■ PROVIDED TEXT:
*** Block opens ***
Montag Art Gallery

June 1-30, 2024 - Dell Belew CANCELED


Returning artist Dell Belew stated this about her upcoming show: "This year, 2024, marks 49 years since I began my art journey. For most of those early years, I was reveling in my newest accomplishments in oil painting on canvas. Until I started taking classes at Armstrong toward a degree in art, I did not want anyone to mess with my “style.” That entire attitude changed due to a professor who pushed me to work with a wide variety of styles and materials—still with my own flare. In the process, my fascination and passion for all media, genre, and styles grew. By the time I graduated in 1985, I was possessed by whatever I was doing at the time.

That has not changed. The internet exposes us to zillions of possibilities to use and manipulate the endless materials at our reach. Although I have exhibited various styles in past shows, referring to myself as the chameleon, this year I am exhibiting only the newest of my works that are primarily abstract.

Every time a paint-loaded brush or other marking instruments touches a surface, a new and original work emerges. Although many people do not like abstract painting, the paintings do have a message/a life; it is usually a message unspoken to the artist at its inception. I randomly apply paint or whatever substance I have chosen, and I keep moving paint around until it tells me what it is. A fundamental example is my painting in this year’s exhibit titled The Organ Recital. I hung the 4’x 5’ painting on a wall in my living room to complete it. Even though I liked the colors, I could not be satisfied with the final result—that is, until the day it introduced itself to me. I had worked on it during the 2 weeks prior to impending cancer surgery. My spirit, as it turns out, had been painting my subconscious thoughts about the upcoming invasion of my body by surgeons who would be removing the cancer. My spirit was looking into the beauty of the human body and marveling at the fact that even though our bodies are invaded, the body has an awesome recuperative quality because it is 'fearfully and wonderfully made'

(Psalms 139)."

July 1-31, 2024 - Joanna Silver
Opening Reception: July 11, 5-7pm

In her creative practice, she delves into a nostalgic realm untouched by digital intrusion—a time when children's toys were portals to boundless imagination, free from the grasp of algorithms and screens. This exploration is fueled by a fascination with artifacts from this era, which often become the subject matter of her paintings and prints. In the joy of reminiscence, she confronts the sobering reality of how these objects often have perpetuated gender stereotypes, prompting reflections on themes of family, home, and the intricate narratives of aging and beauty.

Simple yet evocative blocks of color and shape capture the essence of bygone innocence, creating a visual landscape that oscillates between the excitement of childhood discovery and the potential influence these objects wield. The vibrant palette pays homage to the architectural and design aesthetics of her upbringing in Miami, infusing each piece with a sense of place and nostalgia. The art becomes a vessel for reclaiming lost moments, piecing together fragments of memory like a puzzle.

Through her practice, Silver invites viewers to join her on a journey through layered narratives where universal themes intersect with personal reflections. Amidst personal struggles and societal pressures, this work serves as a vessel to confront societal norms sold to young girls in the form of play houses, vanities, and other domestic-themed items. Each artwork embodies a convergence of hope and disappointment, highlighting the contrasts and complexities embedded within seemingly innocent objects.

August 1-31, 2024 - Adam Levinson
Opening Reception: August 8, 5-7pm

What seems obvious from a distance, upon closer inspection, may reveal intricacies and beauty beyond expectation.

This body of work, composed collectively of hundreds of thousands circles, indicates texture and movement that perhaps is only perceived, inviting the viewer to consider one's repeated actions toward a desired result, and visualize both cohesion and structure in unity.

Grandson of beloved JEA member, artist and community advocate, Rene Lehrberger, Adam Levison is an artist based in Savannah and the founder of Circle House Sav, a new community and event space near Daffin Park.
*** Block closes ***
Write out a passage of the Montag Art Gallery schedule word for word, beginning at the words "Through her practice, Silver" and stopping after "seemingly innocent objects.". The rows that come next were taken from a separate source.

■ DATA EXTRACT:
*** Block opens ***
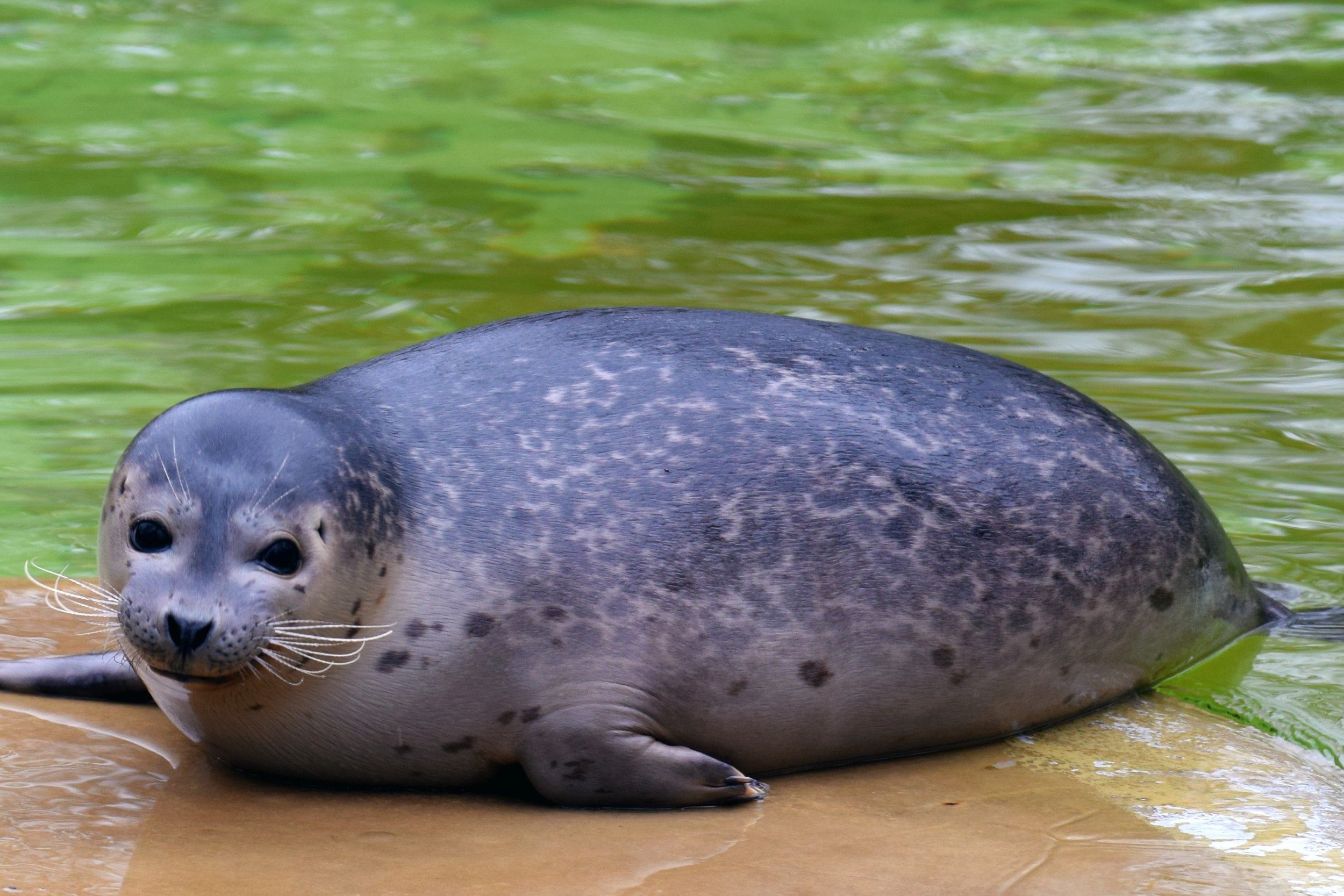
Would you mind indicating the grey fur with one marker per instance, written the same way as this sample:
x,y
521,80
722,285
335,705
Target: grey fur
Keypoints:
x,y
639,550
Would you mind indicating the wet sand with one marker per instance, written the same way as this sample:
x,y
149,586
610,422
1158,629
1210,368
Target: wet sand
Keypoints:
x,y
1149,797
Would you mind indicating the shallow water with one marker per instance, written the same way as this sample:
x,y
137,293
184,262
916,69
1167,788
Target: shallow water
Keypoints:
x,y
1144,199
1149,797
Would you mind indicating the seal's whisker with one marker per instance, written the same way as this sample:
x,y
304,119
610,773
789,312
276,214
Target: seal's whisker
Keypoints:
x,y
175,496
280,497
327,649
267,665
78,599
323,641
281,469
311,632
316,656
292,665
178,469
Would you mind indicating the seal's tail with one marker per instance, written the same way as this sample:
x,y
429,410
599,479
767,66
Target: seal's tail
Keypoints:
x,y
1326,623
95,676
*** Block closes ***
■ FINISHED EXERCISE:
Through her practice, Silver invites viewers to join her on a journey through layered narratives where universal themes intersect with personal reflections. Amidst personal struggles and societal pressures, this work serves as a vessel to confront societal norms sold to young girls in the form of play houses, vanities, and other domestic-themed items. Each artwork embodies a convergence of hope and disappointment, highlighting the contrasts and complexities embedded within seemingly innocent objects.